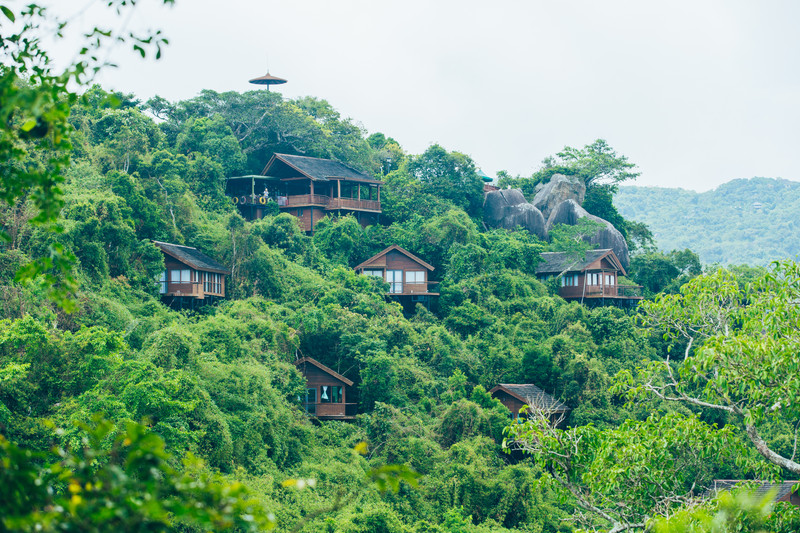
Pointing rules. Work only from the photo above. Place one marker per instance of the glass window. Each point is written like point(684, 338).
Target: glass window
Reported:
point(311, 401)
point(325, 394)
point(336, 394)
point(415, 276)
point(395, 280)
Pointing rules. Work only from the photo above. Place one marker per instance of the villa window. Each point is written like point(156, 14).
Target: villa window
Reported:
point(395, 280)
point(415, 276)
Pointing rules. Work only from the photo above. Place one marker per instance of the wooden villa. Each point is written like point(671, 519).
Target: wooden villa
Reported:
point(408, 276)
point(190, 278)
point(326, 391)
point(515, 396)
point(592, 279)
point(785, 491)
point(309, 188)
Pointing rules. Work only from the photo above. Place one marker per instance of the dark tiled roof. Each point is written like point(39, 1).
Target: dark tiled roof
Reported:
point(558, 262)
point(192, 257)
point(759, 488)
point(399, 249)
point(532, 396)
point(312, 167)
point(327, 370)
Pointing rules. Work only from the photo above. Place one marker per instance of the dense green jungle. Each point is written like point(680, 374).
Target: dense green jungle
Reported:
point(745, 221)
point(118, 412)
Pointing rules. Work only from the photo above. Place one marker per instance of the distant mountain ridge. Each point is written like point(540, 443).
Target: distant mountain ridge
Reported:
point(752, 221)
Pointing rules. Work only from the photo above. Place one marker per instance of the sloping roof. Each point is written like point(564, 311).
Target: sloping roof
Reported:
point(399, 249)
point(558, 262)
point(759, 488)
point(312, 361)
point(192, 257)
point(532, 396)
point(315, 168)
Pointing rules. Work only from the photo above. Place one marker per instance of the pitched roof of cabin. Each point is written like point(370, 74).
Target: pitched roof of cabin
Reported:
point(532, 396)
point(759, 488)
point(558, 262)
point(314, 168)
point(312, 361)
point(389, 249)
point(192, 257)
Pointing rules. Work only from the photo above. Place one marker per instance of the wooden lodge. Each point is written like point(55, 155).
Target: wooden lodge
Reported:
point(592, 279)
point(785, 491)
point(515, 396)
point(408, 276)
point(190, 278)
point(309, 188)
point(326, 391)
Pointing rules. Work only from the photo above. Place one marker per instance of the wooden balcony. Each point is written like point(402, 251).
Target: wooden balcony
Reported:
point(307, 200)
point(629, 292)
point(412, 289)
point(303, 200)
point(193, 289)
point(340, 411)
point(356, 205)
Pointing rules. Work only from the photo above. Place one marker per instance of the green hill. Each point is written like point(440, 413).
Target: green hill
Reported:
* * *
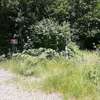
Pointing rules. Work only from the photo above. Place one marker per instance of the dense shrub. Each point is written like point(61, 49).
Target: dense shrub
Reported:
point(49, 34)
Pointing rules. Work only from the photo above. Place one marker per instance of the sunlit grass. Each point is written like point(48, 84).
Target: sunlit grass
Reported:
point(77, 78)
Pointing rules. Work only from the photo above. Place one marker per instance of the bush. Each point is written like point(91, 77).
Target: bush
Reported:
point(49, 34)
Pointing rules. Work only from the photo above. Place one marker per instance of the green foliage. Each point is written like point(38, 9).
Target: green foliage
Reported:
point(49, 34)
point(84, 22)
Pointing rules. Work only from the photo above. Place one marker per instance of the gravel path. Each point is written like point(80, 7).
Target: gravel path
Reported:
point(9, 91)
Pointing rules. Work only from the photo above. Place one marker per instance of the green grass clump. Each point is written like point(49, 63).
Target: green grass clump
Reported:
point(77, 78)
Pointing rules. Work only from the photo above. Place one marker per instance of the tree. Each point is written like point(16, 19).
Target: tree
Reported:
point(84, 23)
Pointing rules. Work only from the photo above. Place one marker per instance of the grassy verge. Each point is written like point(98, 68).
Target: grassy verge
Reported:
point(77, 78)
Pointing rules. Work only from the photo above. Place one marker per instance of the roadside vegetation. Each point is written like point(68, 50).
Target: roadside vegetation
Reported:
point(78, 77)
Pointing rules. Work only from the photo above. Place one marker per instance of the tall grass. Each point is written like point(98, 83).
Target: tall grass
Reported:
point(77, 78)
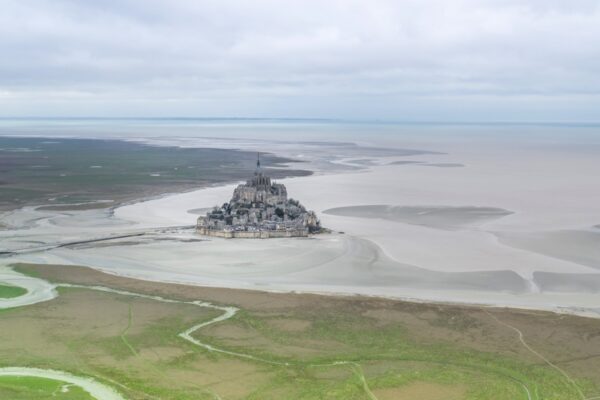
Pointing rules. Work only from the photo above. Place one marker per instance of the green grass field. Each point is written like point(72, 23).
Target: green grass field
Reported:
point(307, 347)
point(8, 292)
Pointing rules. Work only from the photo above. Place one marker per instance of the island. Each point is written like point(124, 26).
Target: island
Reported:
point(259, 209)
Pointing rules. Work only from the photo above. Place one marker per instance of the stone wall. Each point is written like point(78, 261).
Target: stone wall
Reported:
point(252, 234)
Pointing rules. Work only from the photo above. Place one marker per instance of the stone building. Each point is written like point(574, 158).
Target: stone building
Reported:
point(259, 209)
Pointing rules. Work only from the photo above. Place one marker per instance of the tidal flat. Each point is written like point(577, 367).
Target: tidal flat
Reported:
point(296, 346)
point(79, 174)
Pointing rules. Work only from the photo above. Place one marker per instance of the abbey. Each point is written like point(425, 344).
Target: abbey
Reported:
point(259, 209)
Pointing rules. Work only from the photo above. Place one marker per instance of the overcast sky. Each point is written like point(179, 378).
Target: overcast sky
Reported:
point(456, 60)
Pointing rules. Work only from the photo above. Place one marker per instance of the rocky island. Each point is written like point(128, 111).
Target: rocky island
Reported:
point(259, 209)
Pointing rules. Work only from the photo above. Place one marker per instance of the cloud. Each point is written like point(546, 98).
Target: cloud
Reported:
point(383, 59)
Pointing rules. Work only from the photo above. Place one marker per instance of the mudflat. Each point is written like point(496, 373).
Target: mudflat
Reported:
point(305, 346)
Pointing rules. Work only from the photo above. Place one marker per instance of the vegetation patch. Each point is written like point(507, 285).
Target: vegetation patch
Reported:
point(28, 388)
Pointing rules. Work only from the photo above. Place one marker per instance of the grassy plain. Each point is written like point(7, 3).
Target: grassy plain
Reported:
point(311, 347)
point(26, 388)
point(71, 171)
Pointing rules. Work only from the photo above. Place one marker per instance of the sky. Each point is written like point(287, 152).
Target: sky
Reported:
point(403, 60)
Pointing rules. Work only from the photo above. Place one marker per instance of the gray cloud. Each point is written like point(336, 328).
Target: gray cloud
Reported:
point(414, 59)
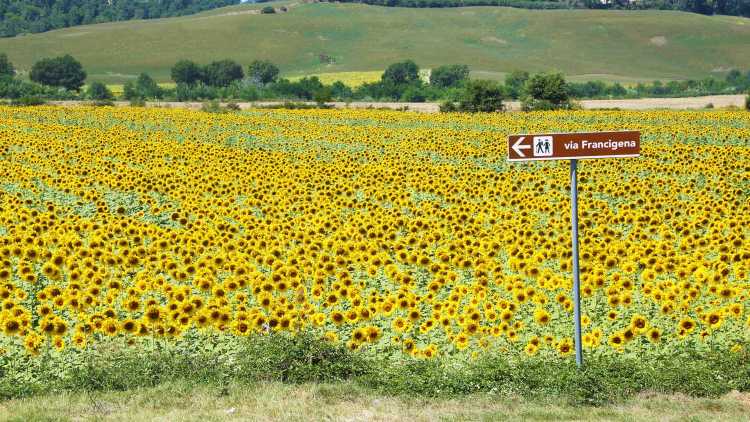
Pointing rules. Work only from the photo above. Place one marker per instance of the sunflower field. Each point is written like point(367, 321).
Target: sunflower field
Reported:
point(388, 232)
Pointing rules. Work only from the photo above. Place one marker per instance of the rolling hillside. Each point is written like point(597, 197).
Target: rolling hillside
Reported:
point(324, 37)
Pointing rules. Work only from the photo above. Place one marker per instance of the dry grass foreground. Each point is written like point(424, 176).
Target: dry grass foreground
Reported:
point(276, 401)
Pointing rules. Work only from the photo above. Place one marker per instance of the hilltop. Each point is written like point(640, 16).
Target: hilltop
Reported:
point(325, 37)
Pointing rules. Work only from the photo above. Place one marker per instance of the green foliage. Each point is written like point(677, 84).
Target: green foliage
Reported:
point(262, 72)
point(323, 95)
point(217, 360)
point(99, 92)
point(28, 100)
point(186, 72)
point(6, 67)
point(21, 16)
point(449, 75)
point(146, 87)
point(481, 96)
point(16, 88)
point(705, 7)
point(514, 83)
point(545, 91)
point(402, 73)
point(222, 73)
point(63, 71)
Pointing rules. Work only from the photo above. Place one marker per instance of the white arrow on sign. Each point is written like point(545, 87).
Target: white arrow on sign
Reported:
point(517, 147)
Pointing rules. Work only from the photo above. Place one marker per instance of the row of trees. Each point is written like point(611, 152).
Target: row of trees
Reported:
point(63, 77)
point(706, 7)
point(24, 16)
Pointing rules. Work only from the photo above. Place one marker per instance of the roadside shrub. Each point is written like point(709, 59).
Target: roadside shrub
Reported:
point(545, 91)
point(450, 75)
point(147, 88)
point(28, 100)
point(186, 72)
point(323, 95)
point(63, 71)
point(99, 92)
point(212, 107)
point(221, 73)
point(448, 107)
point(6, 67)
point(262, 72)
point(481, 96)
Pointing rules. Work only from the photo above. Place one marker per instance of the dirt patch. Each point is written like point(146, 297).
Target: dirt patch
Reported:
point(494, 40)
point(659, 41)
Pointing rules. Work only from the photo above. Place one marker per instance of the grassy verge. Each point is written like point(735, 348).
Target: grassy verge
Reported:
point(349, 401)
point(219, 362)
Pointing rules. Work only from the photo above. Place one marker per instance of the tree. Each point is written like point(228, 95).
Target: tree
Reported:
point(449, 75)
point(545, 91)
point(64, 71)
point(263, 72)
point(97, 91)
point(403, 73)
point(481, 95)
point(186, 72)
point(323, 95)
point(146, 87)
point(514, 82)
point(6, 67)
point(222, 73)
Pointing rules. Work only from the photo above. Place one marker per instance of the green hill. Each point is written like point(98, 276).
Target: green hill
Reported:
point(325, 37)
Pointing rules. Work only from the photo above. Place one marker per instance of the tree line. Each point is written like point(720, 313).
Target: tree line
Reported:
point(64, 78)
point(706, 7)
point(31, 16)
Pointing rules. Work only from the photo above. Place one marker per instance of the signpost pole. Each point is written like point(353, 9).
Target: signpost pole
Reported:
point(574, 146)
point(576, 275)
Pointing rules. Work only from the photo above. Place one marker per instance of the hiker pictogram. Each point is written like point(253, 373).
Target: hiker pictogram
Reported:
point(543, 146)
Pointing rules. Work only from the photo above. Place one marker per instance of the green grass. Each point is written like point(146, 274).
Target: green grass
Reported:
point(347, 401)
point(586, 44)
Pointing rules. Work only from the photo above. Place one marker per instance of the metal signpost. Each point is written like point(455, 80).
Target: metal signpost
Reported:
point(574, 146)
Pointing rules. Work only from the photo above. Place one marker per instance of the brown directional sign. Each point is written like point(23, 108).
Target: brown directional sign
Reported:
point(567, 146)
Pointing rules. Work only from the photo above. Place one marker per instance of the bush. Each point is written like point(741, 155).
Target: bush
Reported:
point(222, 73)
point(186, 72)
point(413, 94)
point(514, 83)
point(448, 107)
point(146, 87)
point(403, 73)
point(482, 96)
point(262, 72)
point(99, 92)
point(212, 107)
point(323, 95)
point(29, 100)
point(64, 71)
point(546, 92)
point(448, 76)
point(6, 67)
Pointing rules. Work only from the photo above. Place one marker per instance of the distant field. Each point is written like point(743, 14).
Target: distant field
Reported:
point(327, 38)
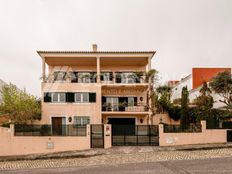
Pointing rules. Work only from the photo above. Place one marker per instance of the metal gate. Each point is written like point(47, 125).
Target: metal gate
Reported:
==
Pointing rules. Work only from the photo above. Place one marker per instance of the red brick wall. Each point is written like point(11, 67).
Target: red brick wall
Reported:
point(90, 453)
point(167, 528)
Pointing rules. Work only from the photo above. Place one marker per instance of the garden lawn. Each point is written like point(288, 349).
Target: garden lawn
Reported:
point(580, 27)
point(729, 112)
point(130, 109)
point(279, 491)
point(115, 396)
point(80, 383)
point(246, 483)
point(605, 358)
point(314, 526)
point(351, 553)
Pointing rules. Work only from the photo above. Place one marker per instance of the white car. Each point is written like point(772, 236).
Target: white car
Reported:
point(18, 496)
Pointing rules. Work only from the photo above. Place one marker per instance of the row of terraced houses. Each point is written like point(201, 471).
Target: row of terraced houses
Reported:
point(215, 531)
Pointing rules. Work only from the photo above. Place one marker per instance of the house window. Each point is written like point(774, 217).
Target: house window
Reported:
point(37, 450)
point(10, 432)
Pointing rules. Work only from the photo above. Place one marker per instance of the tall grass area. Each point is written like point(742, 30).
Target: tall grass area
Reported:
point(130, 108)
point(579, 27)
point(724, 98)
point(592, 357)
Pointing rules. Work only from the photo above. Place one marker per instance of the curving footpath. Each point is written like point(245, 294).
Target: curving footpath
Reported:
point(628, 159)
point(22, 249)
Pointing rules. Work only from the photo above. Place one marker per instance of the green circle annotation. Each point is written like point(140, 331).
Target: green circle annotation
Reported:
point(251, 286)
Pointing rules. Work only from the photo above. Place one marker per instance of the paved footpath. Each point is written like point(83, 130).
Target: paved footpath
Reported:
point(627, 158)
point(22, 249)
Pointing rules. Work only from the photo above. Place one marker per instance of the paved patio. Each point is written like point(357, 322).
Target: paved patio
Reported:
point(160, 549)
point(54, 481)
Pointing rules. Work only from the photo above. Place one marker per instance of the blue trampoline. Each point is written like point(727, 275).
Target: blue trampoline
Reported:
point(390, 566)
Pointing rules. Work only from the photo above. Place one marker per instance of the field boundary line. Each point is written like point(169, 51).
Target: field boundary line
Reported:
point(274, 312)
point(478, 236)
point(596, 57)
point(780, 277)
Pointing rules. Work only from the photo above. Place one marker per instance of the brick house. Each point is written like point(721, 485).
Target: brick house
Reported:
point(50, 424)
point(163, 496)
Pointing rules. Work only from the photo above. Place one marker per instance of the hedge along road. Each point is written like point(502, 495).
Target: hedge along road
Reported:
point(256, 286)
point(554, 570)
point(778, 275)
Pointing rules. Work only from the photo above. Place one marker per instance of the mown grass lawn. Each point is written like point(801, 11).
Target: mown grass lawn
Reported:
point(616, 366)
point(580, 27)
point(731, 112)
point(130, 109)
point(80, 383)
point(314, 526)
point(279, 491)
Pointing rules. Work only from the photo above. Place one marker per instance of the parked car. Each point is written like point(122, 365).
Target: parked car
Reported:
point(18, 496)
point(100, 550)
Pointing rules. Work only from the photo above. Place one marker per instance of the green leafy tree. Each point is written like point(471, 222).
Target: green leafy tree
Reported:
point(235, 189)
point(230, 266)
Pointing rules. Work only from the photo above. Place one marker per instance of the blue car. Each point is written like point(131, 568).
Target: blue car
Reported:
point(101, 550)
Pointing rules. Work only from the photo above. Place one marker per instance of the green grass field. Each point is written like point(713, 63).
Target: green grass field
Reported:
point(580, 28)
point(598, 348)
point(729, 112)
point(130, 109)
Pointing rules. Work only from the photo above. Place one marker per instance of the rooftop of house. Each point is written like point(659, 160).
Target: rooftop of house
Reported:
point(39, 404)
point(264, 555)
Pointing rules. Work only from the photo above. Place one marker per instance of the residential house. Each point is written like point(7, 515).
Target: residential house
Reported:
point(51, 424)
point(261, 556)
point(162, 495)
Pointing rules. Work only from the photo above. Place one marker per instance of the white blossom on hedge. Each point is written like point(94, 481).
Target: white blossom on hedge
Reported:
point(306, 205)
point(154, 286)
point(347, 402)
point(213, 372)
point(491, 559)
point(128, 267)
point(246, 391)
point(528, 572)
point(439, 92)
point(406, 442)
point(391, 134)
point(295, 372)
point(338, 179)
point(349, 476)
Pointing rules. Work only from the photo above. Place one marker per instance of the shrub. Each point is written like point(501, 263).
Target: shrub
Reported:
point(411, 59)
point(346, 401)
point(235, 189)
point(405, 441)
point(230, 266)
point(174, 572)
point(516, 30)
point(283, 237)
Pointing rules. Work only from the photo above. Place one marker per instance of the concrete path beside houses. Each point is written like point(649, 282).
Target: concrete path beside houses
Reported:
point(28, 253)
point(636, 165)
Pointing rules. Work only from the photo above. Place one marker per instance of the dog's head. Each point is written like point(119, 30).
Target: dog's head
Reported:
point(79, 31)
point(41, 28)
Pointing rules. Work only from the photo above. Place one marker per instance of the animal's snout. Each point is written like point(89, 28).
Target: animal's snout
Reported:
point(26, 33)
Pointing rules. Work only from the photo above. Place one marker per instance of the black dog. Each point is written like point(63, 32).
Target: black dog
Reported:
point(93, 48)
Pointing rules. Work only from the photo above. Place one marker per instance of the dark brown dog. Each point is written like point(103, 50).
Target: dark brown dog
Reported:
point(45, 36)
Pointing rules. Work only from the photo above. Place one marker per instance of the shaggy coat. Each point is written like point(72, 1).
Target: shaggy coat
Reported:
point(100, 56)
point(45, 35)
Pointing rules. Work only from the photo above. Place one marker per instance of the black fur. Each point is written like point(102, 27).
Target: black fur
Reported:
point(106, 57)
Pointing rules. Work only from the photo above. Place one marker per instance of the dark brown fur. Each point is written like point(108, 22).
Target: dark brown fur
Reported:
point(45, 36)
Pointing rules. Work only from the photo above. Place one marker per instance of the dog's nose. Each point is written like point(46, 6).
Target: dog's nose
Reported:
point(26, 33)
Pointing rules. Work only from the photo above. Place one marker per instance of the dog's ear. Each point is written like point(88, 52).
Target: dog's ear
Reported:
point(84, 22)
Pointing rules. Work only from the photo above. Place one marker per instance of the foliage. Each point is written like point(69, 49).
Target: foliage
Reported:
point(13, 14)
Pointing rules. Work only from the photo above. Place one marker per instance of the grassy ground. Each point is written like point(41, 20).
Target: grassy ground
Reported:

** Task brief **
Using the entries above, copy out all lines that contain the string "wooden".

** Expected answer **
Pointing rules. Work only from the photo above. Place one marker per instance of the wooden villa. Each point is written like point(671, 519).
Target: wooden villa
Pointing rules. Work only from the photo above. Place one marker per instance of the wooden lodge. Each point is written like point(55, 155).
Target: wooden lodge
Pointing rules. Work only from the photo above. Place one marker per instance of the wooden balcony. Each point is written like point(402, 251).
Target: wooden balcony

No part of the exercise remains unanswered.